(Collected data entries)

· · · · · · ·

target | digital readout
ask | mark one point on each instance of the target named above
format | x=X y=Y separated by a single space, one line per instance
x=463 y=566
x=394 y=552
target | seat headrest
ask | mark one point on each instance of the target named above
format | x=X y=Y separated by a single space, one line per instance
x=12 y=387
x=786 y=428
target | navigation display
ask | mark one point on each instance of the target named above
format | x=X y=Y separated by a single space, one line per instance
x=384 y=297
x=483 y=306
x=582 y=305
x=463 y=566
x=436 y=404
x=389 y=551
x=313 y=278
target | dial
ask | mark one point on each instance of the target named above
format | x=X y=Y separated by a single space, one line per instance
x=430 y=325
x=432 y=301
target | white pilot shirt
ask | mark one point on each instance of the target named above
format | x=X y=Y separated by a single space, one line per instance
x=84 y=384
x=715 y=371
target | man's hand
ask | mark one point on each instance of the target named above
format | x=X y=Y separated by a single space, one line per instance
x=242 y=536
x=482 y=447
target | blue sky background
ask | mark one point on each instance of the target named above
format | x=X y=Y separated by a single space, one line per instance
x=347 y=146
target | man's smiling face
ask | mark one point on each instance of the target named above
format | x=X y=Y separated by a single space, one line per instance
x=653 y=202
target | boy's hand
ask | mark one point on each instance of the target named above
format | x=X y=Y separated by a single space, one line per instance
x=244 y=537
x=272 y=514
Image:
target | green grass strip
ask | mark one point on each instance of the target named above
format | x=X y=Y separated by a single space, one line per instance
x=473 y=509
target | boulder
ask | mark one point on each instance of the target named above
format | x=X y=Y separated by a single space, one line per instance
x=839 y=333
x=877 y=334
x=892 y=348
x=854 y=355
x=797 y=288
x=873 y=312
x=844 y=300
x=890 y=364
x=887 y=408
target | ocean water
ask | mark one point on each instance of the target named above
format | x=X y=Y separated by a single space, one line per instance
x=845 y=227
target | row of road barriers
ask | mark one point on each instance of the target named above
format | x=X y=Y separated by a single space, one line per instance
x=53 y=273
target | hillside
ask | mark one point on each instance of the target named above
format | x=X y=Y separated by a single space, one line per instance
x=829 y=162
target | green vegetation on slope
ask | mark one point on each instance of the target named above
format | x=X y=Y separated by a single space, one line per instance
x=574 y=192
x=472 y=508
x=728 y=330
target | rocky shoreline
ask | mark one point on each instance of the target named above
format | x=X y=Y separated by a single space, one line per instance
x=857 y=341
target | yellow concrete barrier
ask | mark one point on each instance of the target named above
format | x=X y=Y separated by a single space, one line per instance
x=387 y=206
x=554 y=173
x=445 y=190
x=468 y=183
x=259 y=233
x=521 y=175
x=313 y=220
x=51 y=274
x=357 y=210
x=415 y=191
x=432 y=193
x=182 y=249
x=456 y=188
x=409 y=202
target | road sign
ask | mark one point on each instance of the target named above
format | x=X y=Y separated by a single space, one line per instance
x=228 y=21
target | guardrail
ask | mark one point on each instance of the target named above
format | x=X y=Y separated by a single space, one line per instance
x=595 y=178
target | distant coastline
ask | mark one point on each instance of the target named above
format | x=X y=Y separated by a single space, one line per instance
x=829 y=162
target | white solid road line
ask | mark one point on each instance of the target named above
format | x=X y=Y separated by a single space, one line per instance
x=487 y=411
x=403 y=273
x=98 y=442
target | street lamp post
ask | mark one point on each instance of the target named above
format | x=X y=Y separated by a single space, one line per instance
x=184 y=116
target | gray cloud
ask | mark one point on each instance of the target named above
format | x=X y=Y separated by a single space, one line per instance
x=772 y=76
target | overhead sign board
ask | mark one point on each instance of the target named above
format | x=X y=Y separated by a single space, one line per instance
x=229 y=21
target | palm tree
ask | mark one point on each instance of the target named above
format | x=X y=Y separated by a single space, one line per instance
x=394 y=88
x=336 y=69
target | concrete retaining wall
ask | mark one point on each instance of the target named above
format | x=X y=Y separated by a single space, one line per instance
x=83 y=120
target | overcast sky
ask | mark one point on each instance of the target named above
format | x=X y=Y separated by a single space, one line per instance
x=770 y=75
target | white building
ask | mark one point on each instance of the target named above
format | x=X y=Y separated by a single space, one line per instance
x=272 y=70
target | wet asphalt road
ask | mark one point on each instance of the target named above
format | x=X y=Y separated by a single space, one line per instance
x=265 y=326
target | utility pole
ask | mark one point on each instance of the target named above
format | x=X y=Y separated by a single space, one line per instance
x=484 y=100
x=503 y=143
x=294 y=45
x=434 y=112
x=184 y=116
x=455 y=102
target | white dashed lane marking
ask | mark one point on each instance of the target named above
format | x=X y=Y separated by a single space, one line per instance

· · · · · · ·

YOUR INSTRUCTIONS – If a line of the data contains the word "green", it should be counted; state the total and nothing more.

TASK OUTPUT – 2